Tasks to complete:
(a) Summarize the personal account of an abusive relationship in two sentences.
(b) Rewrite the paragraph of the personal account that begins "When I was about 20 years old" as a bulleted list of its main facts.
(c) Reproduce the stretch of the personal account from "When I was about" through "very abruptly.".
(Beginning of Reading text)
When I was about 20 years old, I dated someone that was extremely emotionally abusive and manipulative to me.
I made several excuses for mistreatment for about 4-5 months, before my parents and a few other family members staged
an intervention in which they told me of their own experiences with this person when I was not present, and how they too
had very hurtful things said to them by this person. They saw the collapse of my mental health during this time, and
made the choice to sit me down, and talk me out of the relationship. I took their advice, and separated from the person
very abruptly.
Two years later, when I was 22 I fell on hard times, and became virtually homeless. During this time, I reached out to
several people that I felt that I had hurt over my life. I still don't understand why I did this to this at this time to
this day. One of these people was the person above, and unfortunately, I started seeing them again. Things were fine for a
few months, but slowly they began to tell me everything they didn't like about me. Slowly but surely, I would hear more and
more about how awful I was, and how I needed to change different parts of who I was.
(End of Reading text)
(Beginning of Data excerpts)
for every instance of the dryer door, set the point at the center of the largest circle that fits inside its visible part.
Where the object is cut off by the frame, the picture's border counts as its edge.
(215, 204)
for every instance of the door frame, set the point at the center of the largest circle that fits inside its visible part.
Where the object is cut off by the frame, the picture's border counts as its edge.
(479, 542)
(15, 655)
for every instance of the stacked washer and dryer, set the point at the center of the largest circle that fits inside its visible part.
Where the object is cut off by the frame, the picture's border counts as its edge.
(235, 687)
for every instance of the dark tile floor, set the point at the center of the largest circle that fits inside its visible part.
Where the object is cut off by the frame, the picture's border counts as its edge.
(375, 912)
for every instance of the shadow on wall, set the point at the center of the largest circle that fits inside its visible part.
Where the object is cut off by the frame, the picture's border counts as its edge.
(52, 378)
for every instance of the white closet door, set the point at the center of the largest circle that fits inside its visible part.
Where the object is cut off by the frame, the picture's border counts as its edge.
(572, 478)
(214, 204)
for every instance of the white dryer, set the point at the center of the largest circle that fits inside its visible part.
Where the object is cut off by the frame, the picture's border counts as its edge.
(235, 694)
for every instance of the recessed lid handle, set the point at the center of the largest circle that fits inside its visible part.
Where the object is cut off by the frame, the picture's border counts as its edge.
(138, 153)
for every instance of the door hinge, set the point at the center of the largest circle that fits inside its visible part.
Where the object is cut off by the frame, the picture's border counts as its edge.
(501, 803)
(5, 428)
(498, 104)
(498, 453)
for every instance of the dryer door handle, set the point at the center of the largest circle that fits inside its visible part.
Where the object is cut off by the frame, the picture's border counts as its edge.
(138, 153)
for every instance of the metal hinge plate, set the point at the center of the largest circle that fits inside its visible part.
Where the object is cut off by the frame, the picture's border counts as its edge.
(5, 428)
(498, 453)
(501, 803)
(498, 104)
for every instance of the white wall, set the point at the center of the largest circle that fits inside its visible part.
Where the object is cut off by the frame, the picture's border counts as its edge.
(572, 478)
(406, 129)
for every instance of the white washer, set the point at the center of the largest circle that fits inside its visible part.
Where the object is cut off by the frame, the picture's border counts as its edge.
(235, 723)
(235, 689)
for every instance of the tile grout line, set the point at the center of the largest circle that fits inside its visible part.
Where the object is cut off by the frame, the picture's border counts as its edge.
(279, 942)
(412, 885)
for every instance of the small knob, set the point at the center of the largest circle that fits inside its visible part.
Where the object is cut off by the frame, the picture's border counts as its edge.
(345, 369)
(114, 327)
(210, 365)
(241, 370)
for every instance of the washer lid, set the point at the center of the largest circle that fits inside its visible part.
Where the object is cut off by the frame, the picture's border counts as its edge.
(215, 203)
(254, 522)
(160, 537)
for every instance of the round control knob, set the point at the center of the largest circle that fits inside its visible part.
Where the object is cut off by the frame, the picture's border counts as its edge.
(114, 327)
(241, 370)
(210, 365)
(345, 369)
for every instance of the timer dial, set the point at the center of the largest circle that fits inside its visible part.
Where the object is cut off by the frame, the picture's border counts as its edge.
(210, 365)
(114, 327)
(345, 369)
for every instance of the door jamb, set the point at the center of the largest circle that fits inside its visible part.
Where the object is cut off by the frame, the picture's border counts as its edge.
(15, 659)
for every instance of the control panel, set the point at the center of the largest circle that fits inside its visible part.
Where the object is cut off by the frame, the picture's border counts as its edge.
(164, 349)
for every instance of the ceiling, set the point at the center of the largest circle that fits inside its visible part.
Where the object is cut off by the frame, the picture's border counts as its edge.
(End of Data excerpts)
Exercise answers:
(a) At about 20, the writer dated someone who was extremely emotionally abusive and manipulative, and after 4-5 months of making excuses, the writer ended the relationship abruptly once family members staged an intervention. Two years later, while virtually homeless at 22, the writer reached out to this person and began seeing them again, and after a few fine months the person steadily voiced more and more about how awful the writer was and what needed to change.

(b)
- At about 20, the writer dated someone who was extremely emotionally abusive and manipulative.
- The writer made excuses for the mistreatment for about 4-5 months.
- The writer's parents and a few other family members staged an intervention and described their own experiences with this person, including hurtful things said to them.
- Having seen the writer's mental health collapse, they sat the writer down and talked the writer out of the relationship.
- The writer took their advice and separated from the person very abruptly.

(c)
When I was about 20 years old, I dated someone that was extremely emotionally abusive and manipulative to me.
I made several excuses for mistreatment for about 4-5 months, before my parents and a few other family members staged
an intervention in which they told me of their own experiences with this person when I was not present, and how they too
had very hurtful things said to them by this person. They saw the collapse of my mental health during this time, and
made the choice to sit me down, and talk me out of the relationship. I took their advice, and separated from the person
very abruptly.